● Selected text
New mechanism found for waterfall formation

Earth history calculations could change

Joel Scheingross, of the College of Science, and colleagues have found a new mechanism for how some waterfalls form.

4/24/2019 | By: Mike Wolterbeek |

Using a scale-model riverbed 24 feet long and one foot wide, a team of scientists found a new mechanism that could form waterfalls without the commonly thought of external forces such as tectonics, climate, landslides or glaciers.

“We used a model river with flowing water and sediment to examine how waterfalls form,” Joel Scheingross, lead author of a recent article in the scientific journal Nature, said. “We sought to see if waterfalls can form through internal feedbacks alone, the forces between water flow, sediment transport and bedrock incision.”

The experiment, part of Scheingross’ doctoral studies before he became an assistant professor in the Department of Geological Sciences and Engineering at the University of Nevada, Reno, was designed to simplify the natural environment so the team could isolate the internal processes, while maintaining dynamic scaling.

experimental river flume in lab

They used a synthetic bedrock of polyurethane foam, which simulates uniform bedrock and lacks the differences in rock characteristics known to cause waterfall formation. The foam resists water erosion, and it follows the same erosion scaling law as does natural rock under abrasion by particle impacts such as from sediment.

While the iconic waterfalls of Yosemite are thought to have been formed by external forces, the authors propose that smaller waterfalls further upstream may have self-formed due to internal river dynamics without the action of external forces. The authors cite the beautiful 620-foot high Bridalveil Fall in Yosemite Valley as an example waterfall formed by glaciation, but propose numerous smaller waterfalls upstream of Bridalveil Falls may have formed by sediment transport and erosion. The instabilities between a river’s bedrock erosion, flow and sediment transport increases the washboard characteristics of the riverbed, which can then deepen to gradually form a waterfall.

“Earth scientists have many theories for how waterfalls form under different circumstances in nature,” said Justin Lawrence, a program director in the National Science Foundation’s Division of Earth Sciences, which funded the research. “For example, waterfalls can be produced by the intersection of rock types, changes in sea level, the thrusting of tectonic faults, climate change, landslides and glaciers. But contrary to popular belief that there must be an external trigger, this research team found that waterfalls can form on flat riverbeds as a result of changes in flow, sediment movement and bedrock erosion within a river.”

In the experiments, Scheingross and his colleagues – Michael Lamb (senior scientist on the project and Scheingross’ doctoral advisor) and Brian Fuller at the Division of Geological and Planetary Sciences at the California Institute of Technology in Pasadena, California – scaled the hydraulics and sediment transport on the basis of mountain rivers where waterfalls are common.

In about four hours, with the model riverbed tilted at 19.5 percent (about 11 degrees), the model produced about the equivalent of 50-50,000 years of river incision and evolution. Within the first hour of the experiment, the sediment wore a channel that was about four inches wide, with formation of a slot canyon.

bridalveil creek yosemite

The team ran the experiment, conducted in Lamb’s lab at Caltech, in 20 minute increments so they could stop and take measurements of the bedrock erosion. While the experiment only ran for four hours, though, the whole process of designing, setting up and running the experiment took about six months of full time work. There was about four months of set up, one month of running the experiment and a month of clean up.

● Goal 1
According to the waterfall article, what material did the team use as synthetic bedrock in the model river?

● Records for the exercise
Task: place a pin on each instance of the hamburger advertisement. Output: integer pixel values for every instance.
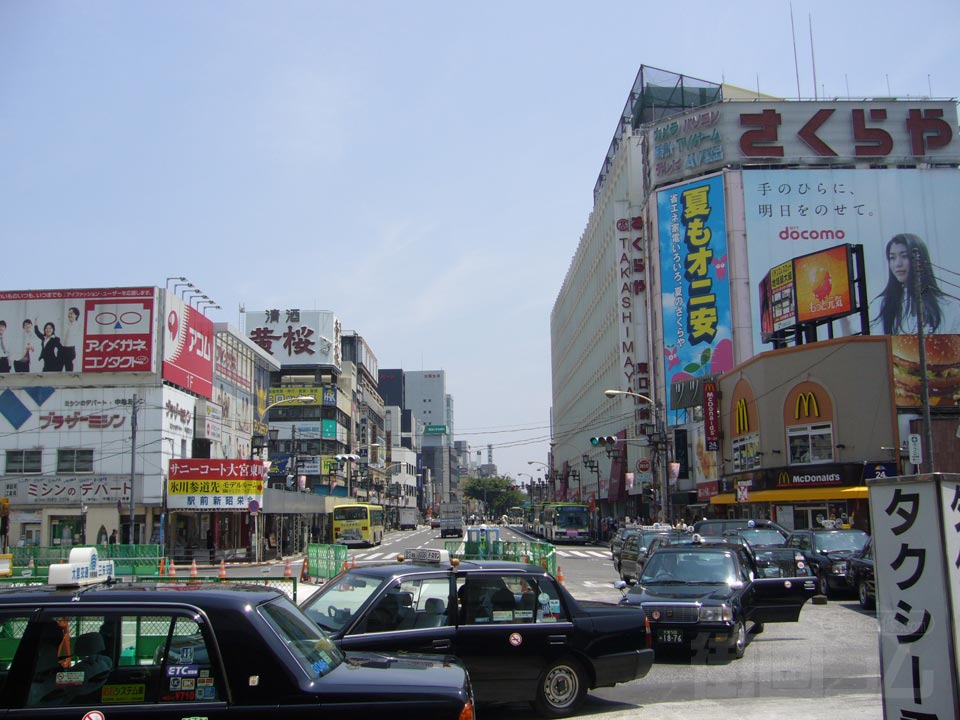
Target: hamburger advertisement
(942, 371)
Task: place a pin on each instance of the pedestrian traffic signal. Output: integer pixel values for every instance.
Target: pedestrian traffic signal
(604, 441)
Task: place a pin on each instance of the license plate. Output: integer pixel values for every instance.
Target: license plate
(670, 636)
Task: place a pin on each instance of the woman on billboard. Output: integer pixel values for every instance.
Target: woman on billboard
(898, 311)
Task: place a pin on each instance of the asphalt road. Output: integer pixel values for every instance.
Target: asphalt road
(826, 665)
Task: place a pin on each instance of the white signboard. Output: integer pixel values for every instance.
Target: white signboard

● Goal 2
Return the stretch of the records from the line containing "Task: place a pin on each instance of the asphalt" through the end of the records, copied line for line without any changes.

● Task output 1
Polyurethane foam.

● Task output 2
Task: place a pin on each instance of the asphalt road. Output: integer pixel values for every instance.
Target: asphalt road
(826, 665)
Task: place a pin on each instance of the white signboard. Output: integer pixel values for every instance.
Target: white signboard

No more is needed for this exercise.